STATED GOAL 1 → Using the Goldbach question below, please explain in one to three sentences why the asker keeps an approach they admit is inefficient.

SELECTED PASSAGE →
---*---

Goldbach Conjecture in Python

Question

I have attempted to write a code that returns a single pair that satisfies the Goldbach Conjecture for a given N. The conjecture states that every even number greater than 4 can be expressed as the sum of two prime numbers. The function returns a pair that is just slightly off, for example, goldbach(34) returns (5, 31) rather than the correct answer (3, 31). Similarly, goldbach(38) returns (11, 31). Any ideas where I am going wrong here? I understand that this code is not massively efficient, however this is the way I have been asked to code for my assignment.

def eratosthenes(n):
    primes = list (range(2, n+1))
    for i in primes:
        j=2
        while i*j<= primes[-1]:
            if i*j in primes:
                primes.remove(i*j)
            j=j+1
    return primes

def odd_primes(N):
    oddprimes = eratosthenes(N)
    oddprimes.remove(2)
    return(oddprimes)

def goldbach(N):
    x, y = 0, 0
    result = 0
    if N % 2 == 0:
        prime = odd_primes(N)

---*---

INPUT DATA →
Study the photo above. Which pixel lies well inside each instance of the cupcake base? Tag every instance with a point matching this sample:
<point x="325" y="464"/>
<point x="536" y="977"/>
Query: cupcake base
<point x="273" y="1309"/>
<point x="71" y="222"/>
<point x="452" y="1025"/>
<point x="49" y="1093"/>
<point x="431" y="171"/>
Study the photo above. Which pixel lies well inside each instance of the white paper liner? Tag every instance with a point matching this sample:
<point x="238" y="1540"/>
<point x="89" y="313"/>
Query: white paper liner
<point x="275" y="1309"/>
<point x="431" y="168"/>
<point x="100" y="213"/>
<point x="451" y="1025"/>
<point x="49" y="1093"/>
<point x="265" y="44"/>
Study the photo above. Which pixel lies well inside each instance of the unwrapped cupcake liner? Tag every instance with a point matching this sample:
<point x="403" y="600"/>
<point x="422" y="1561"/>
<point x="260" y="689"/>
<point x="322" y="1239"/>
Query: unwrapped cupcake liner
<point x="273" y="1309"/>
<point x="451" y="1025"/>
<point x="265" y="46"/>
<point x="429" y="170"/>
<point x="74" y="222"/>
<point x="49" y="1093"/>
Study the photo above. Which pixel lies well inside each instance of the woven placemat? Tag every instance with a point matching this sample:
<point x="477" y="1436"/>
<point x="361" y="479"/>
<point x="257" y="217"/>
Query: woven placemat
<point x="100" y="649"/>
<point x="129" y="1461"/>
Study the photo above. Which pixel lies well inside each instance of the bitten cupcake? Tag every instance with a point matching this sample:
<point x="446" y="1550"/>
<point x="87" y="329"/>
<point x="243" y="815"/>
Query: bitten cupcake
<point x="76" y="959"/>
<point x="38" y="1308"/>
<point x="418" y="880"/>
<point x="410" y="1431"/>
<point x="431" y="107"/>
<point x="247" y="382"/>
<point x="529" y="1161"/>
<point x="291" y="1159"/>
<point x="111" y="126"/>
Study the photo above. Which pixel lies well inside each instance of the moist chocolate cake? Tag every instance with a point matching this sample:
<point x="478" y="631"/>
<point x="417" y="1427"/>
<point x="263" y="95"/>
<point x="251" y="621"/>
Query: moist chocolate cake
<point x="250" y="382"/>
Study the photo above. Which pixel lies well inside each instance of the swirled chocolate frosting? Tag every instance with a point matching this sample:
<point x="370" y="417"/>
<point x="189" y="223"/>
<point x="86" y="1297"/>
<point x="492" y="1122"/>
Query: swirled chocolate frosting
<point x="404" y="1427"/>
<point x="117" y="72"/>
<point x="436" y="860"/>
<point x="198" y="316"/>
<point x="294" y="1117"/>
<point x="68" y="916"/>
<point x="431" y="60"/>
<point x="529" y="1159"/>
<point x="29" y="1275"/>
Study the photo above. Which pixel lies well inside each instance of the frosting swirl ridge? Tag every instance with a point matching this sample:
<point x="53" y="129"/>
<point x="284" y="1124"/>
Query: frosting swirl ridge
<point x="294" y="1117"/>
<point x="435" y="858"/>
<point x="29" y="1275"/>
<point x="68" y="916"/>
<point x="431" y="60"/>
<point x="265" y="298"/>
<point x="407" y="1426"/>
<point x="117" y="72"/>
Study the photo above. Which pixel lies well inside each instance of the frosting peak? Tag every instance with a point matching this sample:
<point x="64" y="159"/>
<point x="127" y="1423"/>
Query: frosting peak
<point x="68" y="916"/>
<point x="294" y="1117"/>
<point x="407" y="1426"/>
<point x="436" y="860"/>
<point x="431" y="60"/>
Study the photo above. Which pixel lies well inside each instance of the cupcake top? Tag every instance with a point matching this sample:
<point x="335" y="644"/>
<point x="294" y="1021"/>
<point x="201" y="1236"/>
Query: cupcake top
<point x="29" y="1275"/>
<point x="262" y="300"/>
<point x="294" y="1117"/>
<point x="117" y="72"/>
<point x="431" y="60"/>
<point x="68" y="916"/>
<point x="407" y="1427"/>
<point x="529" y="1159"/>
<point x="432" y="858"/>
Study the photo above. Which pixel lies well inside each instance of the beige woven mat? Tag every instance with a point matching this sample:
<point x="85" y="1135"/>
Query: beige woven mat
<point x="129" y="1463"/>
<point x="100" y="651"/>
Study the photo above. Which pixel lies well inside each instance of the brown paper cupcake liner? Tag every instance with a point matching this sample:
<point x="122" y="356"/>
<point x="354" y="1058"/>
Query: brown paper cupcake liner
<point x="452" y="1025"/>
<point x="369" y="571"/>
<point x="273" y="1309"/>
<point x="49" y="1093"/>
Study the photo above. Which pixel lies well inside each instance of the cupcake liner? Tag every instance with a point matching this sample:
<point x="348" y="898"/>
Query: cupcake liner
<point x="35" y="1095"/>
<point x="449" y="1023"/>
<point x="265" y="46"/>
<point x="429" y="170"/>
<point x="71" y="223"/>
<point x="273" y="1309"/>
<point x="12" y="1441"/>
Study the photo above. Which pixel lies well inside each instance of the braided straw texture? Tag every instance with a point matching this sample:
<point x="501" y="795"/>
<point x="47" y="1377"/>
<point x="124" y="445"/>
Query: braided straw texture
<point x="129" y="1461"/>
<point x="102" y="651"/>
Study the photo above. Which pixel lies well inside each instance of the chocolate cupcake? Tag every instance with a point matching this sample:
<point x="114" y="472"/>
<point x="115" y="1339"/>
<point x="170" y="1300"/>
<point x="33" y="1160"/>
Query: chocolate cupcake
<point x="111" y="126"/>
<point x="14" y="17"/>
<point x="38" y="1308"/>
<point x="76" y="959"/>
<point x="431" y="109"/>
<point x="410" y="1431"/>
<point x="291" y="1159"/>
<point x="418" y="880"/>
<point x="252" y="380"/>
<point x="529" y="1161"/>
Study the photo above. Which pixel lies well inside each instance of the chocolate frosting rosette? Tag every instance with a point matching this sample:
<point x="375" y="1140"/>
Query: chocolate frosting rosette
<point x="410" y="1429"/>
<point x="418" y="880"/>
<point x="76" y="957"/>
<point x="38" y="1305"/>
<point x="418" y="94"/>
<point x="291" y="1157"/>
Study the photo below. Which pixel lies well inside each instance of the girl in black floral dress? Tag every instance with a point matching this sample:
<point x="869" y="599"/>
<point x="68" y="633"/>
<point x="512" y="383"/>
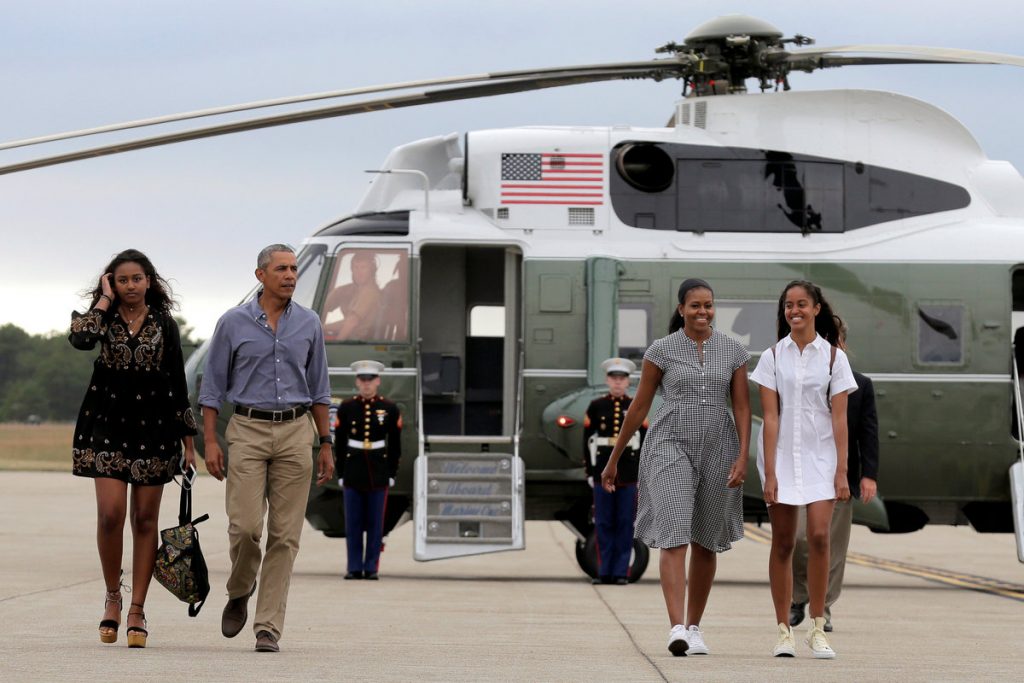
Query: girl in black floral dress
<point x="133" y="422"/>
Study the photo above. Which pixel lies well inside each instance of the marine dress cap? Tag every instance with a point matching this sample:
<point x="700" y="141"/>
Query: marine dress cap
<point x="619" y="366"/>
<point x="367" y="368"/>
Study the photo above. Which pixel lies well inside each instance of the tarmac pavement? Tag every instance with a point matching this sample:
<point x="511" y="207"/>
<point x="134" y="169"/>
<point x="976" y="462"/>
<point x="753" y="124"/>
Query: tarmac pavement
<point x="529" y="615"/>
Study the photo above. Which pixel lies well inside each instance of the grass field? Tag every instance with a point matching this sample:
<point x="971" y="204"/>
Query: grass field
<point x="45" y="446"/>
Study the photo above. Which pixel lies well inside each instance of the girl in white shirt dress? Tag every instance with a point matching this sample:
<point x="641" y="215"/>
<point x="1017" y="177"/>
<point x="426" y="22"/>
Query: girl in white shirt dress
<point x="802" y="453"/>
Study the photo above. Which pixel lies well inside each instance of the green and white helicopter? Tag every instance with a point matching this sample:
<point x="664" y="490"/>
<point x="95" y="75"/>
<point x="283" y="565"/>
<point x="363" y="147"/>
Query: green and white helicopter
<point x="508" y="263"/>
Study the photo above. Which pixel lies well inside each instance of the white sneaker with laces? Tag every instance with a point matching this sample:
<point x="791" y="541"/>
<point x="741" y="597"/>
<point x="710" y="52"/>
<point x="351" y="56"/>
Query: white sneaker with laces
<point x="694" y="637"/>
<point x="677" y="641"/>
<point x="785" y="646"/>
<point x="818" y="641"/>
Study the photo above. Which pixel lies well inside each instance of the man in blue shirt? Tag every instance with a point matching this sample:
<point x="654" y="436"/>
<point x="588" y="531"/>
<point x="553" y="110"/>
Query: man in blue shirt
<point x="266" y="357"/>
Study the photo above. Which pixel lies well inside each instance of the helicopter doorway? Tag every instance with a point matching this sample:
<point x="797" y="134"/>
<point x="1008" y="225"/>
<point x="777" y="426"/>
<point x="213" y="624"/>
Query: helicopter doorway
<point x="469" y="331"/>
<point x="469" y="487"/>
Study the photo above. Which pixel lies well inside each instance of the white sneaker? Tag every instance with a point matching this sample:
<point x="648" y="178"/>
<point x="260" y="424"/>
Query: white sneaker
<point x="677" y="641"/>
<point x="694" y="637"/>
<point x="818" y="641"/>
<point x="785" y="646"/>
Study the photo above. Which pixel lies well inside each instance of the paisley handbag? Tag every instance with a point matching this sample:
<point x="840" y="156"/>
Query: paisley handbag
<point x="180" y="566"/>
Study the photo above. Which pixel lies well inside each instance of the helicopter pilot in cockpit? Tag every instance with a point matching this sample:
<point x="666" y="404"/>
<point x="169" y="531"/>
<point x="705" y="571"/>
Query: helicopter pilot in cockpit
<point x="359" y="301"/>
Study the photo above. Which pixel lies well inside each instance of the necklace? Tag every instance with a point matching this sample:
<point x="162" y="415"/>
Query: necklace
<point x="131" y="322"/>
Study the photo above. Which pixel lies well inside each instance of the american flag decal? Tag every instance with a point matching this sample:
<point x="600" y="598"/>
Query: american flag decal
<point x="576" y="179"/>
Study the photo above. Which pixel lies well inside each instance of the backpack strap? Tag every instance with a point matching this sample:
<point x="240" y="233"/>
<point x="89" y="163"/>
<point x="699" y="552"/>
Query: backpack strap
<point x="832" y="361"/>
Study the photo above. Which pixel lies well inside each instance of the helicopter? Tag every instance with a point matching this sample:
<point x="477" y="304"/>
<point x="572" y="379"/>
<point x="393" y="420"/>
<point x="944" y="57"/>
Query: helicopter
<point x="510" y="262"/>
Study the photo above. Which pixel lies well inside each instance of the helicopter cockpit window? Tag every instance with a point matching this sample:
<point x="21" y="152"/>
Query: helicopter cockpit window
<point x="310" y="263"/>
<point x="740" y="189"/>
<point x="634" y="331"/>
<point x="750" y="323"/>
<point x="940" y="334"/>
<point x="369" y="296"/>
<point x="773" y="195"/>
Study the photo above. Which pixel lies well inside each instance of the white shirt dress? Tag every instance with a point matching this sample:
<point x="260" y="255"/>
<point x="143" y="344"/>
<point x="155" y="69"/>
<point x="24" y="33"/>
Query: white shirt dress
<point x="805" y="453"/>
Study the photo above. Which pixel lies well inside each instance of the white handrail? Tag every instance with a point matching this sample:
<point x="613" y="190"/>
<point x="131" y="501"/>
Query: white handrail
<point x="1020" y="409"/>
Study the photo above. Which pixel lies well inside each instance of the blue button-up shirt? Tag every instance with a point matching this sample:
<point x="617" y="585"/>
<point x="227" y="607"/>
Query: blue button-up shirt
<point x="253" y="366"/>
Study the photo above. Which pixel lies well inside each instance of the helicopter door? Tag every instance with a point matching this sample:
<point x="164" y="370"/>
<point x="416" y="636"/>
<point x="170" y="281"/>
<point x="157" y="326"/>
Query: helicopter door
<point x="1017" y="363"/>
<point x="469" y="475"/>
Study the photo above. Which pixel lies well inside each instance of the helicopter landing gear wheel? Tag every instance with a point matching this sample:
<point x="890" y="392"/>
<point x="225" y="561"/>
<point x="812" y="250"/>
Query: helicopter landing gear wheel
<point x="587" y="557"/>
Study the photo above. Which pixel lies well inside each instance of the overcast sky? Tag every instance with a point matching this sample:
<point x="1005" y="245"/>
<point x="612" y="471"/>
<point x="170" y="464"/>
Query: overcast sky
<point x="202" y="210"/>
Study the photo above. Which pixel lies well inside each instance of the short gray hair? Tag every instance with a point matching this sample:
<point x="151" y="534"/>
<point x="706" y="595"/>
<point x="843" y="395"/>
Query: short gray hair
<point x="263" y="259"/>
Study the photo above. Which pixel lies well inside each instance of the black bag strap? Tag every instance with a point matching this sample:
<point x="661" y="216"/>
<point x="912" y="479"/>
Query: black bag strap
<point x="184" y="506"/>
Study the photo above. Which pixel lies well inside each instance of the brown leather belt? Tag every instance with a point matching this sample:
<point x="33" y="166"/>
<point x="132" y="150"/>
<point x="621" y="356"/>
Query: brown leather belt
<point x="272" y="416"/>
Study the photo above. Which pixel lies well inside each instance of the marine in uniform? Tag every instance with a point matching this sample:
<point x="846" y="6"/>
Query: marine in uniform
<point x="613" y="512"/>
<point x="368" y="430"/>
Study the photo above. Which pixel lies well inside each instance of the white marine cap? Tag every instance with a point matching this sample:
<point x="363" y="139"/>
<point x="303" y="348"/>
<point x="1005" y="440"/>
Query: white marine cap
<point x="361" y="368"/>
<point x="624" y="366"/>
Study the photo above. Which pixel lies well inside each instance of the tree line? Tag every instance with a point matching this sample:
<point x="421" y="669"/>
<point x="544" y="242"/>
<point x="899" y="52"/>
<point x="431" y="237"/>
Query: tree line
<point x="43" y="377"/>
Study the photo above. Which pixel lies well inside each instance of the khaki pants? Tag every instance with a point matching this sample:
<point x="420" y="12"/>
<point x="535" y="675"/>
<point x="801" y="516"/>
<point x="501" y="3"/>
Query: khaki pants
<point x="839" y="542"/>
<point x="269" y="467"/>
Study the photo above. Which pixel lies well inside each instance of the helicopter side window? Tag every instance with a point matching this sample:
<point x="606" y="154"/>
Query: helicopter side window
<point x="750" y="323"/>
<point x="940" y="334"/>
<point x="369" y="296"/>
<point x="634" y="330"/>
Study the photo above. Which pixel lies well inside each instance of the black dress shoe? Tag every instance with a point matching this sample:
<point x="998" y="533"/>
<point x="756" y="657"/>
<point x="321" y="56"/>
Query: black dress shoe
<point x="235" y="615"/>
<point x="797" y="612"/>
<point x="265" y="642"/>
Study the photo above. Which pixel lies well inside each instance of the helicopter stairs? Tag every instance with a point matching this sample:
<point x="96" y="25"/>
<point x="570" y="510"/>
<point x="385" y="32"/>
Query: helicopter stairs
<point x="469" y="497"/>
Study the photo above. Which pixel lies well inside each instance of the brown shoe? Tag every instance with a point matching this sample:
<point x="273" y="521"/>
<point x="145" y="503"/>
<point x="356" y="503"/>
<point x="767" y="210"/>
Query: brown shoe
<point x="236" y="614"/>
<point x="266" y="642"/>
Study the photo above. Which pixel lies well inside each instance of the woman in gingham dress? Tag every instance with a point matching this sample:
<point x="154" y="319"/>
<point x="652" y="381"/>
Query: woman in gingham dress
<point x="693" y="458"/>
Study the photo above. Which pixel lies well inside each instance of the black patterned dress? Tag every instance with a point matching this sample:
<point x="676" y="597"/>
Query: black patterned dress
<point x="135" y="411"/>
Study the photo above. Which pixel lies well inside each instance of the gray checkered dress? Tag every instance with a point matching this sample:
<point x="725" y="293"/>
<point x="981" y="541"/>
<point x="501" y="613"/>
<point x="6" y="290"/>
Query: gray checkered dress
<point x="691" y="444"/>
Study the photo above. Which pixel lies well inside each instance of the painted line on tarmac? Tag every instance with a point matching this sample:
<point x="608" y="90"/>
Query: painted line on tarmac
<point x="968" y="582"/>
<point x="611" y="611"/>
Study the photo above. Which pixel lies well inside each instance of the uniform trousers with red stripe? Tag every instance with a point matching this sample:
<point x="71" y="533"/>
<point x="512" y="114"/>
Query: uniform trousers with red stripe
<point x="365" y="515"/>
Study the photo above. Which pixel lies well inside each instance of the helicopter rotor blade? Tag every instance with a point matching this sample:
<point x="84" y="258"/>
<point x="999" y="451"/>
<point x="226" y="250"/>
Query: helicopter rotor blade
<point x="654" y="70"/>
<point x="281" y="101"/>
<point x="844" y="55"/>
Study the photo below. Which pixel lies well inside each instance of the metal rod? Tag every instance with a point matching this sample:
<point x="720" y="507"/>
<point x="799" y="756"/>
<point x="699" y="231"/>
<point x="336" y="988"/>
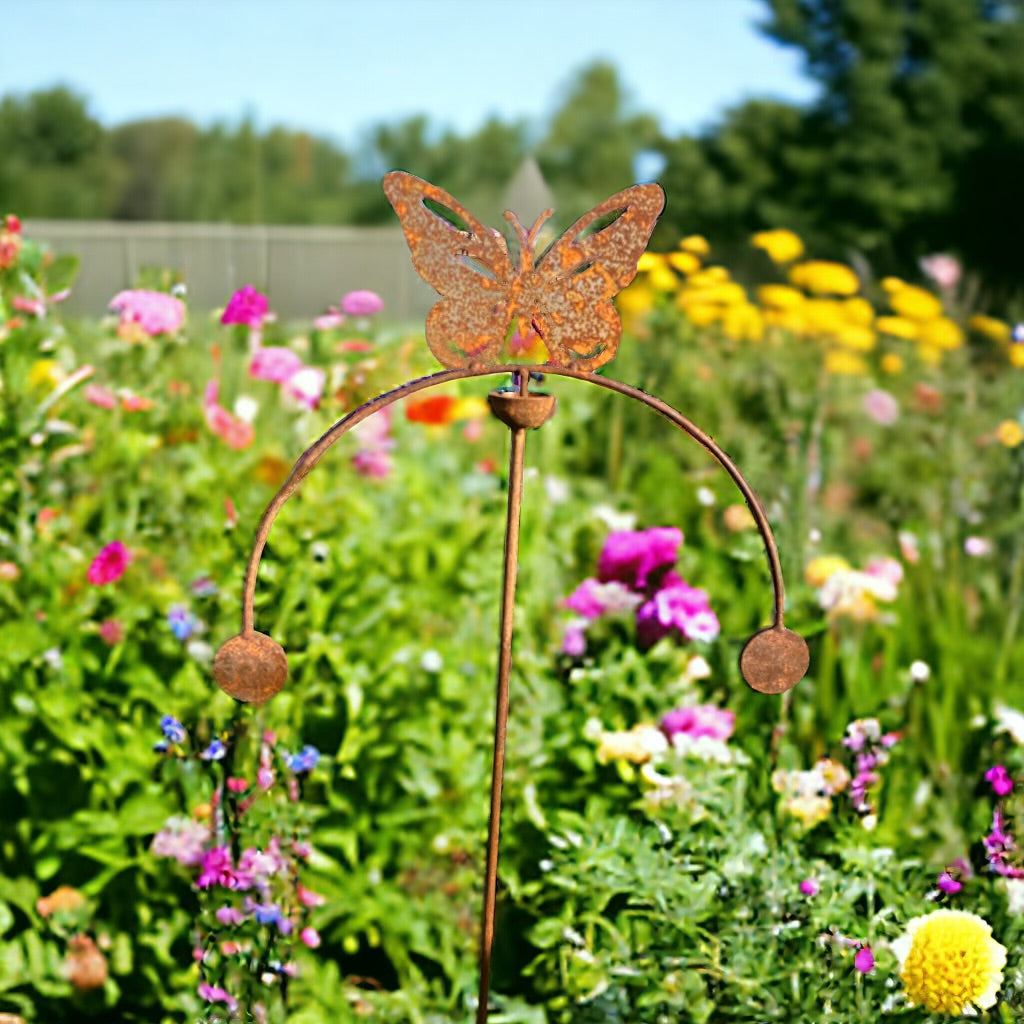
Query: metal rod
<point x="501" y="710"/>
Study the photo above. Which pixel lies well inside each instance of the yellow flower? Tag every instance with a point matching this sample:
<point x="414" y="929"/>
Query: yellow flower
<point x="1010" y="433"/>
<point x="44" y="375"/>
<point x="695" y="244"/>
<point x="914" y="302"/>
<point x="709" y="275"/>
<point x="949" y="963"/>
<point x="989" y="327"/>
<point x="941" y="333"/>
<point x="845" y="364"/>
<point x="637" y="745"/>
<point x="649" y="260"/>
<point x="898" y="327"/>
<point x="780" y="245"/>
<point x="779" y="296"/>
<point x="818" y="569"/>
<point x="822" y="278"/>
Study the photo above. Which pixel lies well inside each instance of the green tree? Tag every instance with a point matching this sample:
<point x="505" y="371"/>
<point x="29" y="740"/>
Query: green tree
<point x="920" y="121"/>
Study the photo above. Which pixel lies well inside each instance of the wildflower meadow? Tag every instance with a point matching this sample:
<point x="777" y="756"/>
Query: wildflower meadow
<point x="675" y="847"/>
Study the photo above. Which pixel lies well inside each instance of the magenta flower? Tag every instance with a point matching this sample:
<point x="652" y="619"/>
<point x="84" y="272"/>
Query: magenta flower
<point x="155" y="312"/>
<point x="678" y="608"/>
<point x="109" y="565"/>
<point x="999" y="777"/>
<point x="948" y="884"/>
<point x="214" y="993"/>
<point x="363" y="303"/>
<point x="863" y="960"/>
<point x="273" y="363"/>
<point x="633" y="556"/>
<point x="697" y="721"/>
<point x="246" y="306"/>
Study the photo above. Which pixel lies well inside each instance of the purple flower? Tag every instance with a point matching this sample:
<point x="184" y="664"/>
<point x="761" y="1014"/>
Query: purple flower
<point x="246" y="306"/>
<point x="304" y="761"/>
<point x="699" y="720"/>
<point x="633" y="556"/>
<point x="863" y="960"/>
<point x="215" y="752"/>
<point x="999" y="777"/>
<point x="361" y="303"/>
<point x="181" y="622"/>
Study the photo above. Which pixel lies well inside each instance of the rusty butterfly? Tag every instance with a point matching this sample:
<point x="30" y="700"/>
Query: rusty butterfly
<point x="562" y="297"/>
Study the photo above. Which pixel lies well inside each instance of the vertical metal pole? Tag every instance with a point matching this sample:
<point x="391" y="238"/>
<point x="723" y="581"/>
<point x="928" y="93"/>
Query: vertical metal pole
<point x="516" y="459"/>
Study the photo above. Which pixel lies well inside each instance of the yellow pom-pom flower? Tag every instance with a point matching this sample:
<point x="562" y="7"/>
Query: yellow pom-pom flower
<point x="781" y="245"/>
<point x="821" y="278"/>
<point x="949" y="963"/>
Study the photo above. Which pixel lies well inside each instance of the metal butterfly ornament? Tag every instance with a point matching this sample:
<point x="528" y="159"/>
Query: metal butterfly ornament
<point x="562" y="297"/>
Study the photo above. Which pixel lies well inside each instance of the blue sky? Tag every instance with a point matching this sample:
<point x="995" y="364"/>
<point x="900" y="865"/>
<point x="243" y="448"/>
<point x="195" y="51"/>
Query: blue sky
<point x="337" y="67"/>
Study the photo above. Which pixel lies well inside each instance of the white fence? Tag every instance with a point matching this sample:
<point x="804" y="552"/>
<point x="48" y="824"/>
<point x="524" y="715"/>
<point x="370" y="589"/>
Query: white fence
<point x="302" y="269"/>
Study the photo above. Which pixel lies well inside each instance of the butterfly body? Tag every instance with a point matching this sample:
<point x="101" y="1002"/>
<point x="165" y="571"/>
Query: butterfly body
<point x="564" y="296"/>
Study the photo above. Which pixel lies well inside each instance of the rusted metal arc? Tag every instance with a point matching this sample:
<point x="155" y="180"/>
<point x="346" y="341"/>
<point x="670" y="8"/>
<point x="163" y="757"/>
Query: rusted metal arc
<point x="315" y="452"/>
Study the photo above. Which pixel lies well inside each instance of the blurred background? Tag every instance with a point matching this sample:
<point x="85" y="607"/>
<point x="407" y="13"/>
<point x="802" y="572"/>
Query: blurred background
<point x="878" y="131"/>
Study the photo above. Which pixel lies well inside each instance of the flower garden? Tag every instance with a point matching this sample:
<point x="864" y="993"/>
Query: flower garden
<point x="675" y="846"/>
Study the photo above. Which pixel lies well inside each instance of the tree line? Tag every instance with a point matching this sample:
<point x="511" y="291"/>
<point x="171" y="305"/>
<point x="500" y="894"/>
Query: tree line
<point x="914" y="144"/>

---*---

STATED GOAL 2 → Return each line of the records above that contains the word "ridge". Matches are case-sensitive.

WRITTEN SOLUTION 1 → The asker has been told to write the code this way for an assignment. So they stay with this approach even though they know the code is not massively efficient.

WRITTEN SOLUTION 2 →
Study the photo above. Which pixel lies well inside each instance of the frosting swirl ridge? Tag every instance with a point matching this sample:
Query: frosting swirl ridge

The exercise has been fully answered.